**Task**
Locate the line that contains "One keypoint belongs on each instance. Indicate the window" in the entries below. Retype it and all following lines through the final one, character for character.
::: Records
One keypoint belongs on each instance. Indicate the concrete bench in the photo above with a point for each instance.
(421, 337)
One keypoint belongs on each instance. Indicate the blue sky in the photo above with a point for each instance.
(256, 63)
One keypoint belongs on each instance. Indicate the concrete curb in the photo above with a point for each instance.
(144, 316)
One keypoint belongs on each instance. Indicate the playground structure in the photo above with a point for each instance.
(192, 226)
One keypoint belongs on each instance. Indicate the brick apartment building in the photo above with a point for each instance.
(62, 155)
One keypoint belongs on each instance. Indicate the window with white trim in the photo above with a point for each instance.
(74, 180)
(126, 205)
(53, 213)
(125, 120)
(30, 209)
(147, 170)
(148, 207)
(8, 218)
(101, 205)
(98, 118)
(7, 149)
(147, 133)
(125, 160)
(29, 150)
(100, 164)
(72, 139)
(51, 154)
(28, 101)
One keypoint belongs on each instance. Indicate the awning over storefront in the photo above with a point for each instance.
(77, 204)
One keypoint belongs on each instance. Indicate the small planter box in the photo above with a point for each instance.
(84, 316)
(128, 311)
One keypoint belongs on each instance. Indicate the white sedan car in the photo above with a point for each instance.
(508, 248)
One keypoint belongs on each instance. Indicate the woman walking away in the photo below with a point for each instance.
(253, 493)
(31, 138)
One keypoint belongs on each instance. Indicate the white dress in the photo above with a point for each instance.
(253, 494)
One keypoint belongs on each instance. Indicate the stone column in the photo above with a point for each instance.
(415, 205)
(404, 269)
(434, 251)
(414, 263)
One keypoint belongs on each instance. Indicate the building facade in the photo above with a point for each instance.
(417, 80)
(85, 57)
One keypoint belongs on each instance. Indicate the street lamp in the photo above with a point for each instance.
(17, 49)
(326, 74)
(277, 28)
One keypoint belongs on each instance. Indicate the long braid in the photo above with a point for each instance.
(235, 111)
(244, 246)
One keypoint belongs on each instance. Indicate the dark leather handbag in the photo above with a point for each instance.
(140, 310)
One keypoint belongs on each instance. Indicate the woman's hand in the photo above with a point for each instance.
::::::
**Solution**
One keypoint belongs on each instance. Indicate the window with white trim in the photo above with a point for each instance.
(74, 180)
(126, 205)
(53, 213)
(125, 120)
(30, 209)
(147, 170)
(148, 207)
(8, 218)
(101, 205)
(98, 118)
(7, 149)
(147, 133)
(125, 160)
(29, 150)
(100, 164)
(72, 139)
(51, 154)
(28, 101)
One keypoint belongs on each instance. Indicate the awning over storefront in the photo above with a point for each instance.
(77, 204)
One keypoint belongs on each instance. Indicate the small planter box in the photo above with a point for each instance.
(84, 316)
(128, 311)
One keypoint belongs on each instance. Indicate the white sedan car in the photo above with a point for each instance.
(508, 248)
One keypoint belongs on each instance. Indicate the woman walking away in the photo below with a point for each instance.
(253, 493)
(31, 138)
One keypoint belongs on each instance. Indicate the white dress in the photo above with a point for each instance.
(253, 494)
One keypoint belongs on each instance. Indicate the stone column in the photo above with a point for each instance.
(415, 205)
(404, 269)
(434, 251)
(414, 263)
One keypoint belongs on each instance. Indicate the building facade in the photo above with a point for each instance.
(417, 80)
(85, 57)
One keypoint belongs on each instance. Indicate the street lamp in the photo above with a point for each instance.
(17, 49)
(326, 74)
(277, 28)
One keypoint belongs on each instance. Indicate the long braid in the photo above with a point for each instance.
(235, 111)
(244, 246)
One keypoint belongs on each instance. Indicate the dark leather handbag in the photo above with a point for each instance.
(140, 310)
One keypoint belongs on each instance. Indicate the woman's hand in the photo above with a point for each instance.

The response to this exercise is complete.